◆ DOCUMENT SECTION:
Human resources from churches contribute to technology-enhanced religion. There are new needs. Existing church personnel, volunteers, leaders, clergy, members and congregants have talent, abilities to learn and new routines to incorporate as useful to their respective roles. The subjects and tasks range from website content management, to website design, to website programming, to emailing production, to emailing content creation, to hosting virtual or mixed physical-and-virtual meetings, to managing software accounts with different providers, to maintaining personal information on members, congregants and other users of church services, to social-media presence, to closed-circuit text-chat groups, to coordinating an extranet of activities with decentralized metadata, to network administration, to managing shared secured files, to video, to lighting, to sound, to makeup, to video editing, to sound editing, to video effects, to password management, to synchronizing content from website to paper newsletter to ad-board to emailing, to database querying and interfacing, to electronic calendar and room reservation management, to email account management, to tech support for congregants to better welcome them, to computer classes, to physical maintenance of computers, to maintaining the systems and software of computers, and other things to reinforce ultimately digital-and-in-person relationship. The key is for places of worship to provide opportunities for personnel to avail themselves with knowledge, know-how and confidence. I have witnessed this myself with the evolution of centering prayer on Thursday nights at the American Church where a self-professed technophobe has progressed from asking members to synchronize prayer by mechanical watch to hosting that same prayer on the ubiquitous video-conferencing software (which may not actually be an improvement).
We have to try.
On the one hand, we have a whole new series of temporary impositions. On the other hand, we have a new portfolio of mature technologies available to places of worship that were previously beyond reach. Also, practicing these technologies should develop abilities applicable elsewhere in life and could also increase effectiveness of church work and ministry. Discernment defines "shall." Revealed abilities concern the whole congregation and all staff.
In this present time between Passover and Easter, we are again called to do everything we can to avoid:
all undue exposure to the risk of Covid contagion; and
any undue exposure to the risk of Covid contagion because carelessness is more contagious than Covid itself ^16.
The Cathedral will hold Palm Sunday, Good Friday and Easter Services foregoing an outdoor procession. Saint Michael's will hold more restricted and fewer services, because the mid-March re-confinement. The American Church has canceled all indoor services, but plans to hold an Easter sunrise service on the Seine. Will the Cathedral live-cast the service? Will Saint Michael's integrate those outside in the walls for the service, or hold one live and one on-line service? How will the American Church, in a most obvious exercise of its prerogative as a religion with rights afforded that other types of gathering do not have, use the special permission it has obtained from the Prefecture ^17? All of these questions ultimately depend also on the resources and the abilities of the congregation and of the staff, including technological abilities ^18.

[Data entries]
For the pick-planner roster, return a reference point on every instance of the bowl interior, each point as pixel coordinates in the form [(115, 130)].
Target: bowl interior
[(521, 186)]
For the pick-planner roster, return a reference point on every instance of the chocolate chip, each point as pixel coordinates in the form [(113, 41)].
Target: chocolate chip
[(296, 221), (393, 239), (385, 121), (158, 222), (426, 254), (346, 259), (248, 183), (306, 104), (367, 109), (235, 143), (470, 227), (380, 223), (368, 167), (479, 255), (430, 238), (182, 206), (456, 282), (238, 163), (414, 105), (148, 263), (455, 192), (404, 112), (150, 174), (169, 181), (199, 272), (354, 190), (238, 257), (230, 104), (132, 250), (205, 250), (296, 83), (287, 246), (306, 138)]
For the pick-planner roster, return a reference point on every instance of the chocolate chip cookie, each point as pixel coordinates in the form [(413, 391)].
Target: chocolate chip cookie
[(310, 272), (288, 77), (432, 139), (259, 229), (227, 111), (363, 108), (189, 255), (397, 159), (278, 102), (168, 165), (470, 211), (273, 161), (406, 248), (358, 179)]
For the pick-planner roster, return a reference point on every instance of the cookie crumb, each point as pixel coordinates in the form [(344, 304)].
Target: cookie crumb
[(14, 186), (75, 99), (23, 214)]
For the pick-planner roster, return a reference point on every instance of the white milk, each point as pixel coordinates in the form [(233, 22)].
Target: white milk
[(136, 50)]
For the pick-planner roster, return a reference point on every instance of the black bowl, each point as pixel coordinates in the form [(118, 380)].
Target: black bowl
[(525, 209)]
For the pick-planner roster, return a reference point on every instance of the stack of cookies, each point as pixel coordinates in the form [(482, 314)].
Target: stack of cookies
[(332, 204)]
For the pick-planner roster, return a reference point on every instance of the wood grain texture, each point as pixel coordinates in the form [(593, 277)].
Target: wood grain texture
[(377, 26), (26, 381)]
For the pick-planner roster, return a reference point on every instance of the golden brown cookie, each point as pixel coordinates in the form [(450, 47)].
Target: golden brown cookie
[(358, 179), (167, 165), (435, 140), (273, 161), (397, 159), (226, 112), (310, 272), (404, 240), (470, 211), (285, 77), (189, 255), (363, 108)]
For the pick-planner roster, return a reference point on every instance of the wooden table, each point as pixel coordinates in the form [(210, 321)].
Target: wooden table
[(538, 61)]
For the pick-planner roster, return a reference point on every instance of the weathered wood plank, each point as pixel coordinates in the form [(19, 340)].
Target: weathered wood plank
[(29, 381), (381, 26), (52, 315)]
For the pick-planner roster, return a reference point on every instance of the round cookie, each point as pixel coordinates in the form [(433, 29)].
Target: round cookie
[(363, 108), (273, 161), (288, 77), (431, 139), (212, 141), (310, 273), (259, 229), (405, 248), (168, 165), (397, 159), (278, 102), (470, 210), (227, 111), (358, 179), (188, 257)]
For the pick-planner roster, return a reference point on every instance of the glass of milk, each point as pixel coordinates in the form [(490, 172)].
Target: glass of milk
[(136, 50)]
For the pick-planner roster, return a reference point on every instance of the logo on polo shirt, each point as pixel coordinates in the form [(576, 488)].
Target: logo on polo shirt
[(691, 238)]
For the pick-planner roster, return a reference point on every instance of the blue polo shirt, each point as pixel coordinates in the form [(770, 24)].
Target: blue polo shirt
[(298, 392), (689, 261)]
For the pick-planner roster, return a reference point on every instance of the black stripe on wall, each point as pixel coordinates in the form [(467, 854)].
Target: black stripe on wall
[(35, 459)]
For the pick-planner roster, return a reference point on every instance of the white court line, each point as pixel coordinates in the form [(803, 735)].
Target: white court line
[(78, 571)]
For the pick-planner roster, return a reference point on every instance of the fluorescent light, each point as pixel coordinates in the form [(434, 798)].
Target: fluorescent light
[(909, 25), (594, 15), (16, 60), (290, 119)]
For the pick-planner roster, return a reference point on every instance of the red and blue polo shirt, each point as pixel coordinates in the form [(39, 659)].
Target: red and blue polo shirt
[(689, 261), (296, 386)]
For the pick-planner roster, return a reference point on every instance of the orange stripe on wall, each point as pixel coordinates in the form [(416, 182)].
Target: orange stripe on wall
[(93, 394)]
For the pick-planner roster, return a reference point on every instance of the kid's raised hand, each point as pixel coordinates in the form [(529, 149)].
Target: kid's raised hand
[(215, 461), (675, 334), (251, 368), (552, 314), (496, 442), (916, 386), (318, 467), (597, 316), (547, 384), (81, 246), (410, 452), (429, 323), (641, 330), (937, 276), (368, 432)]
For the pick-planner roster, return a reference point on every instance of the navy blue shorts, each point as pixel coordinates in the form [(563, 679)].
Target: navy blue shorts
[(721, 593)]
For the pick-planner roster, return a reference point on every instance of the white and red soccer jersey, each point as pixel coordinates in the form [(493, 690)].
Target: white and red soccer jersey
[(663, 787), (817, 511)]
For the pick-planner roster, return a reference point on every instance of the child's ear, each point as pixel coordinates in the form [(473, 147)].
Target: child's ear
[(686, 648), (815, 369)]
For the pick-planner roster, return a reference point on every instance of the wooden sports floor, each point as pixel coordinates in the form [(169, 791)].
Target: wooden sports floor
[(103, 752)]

◆ PROBLEM TO SOLVE: In the passage on church technology, what does the American Church plan to hold for Easter? None of these lines are needed.

◆ TASK OUTPUT: An Easter sunrise service on the Seine.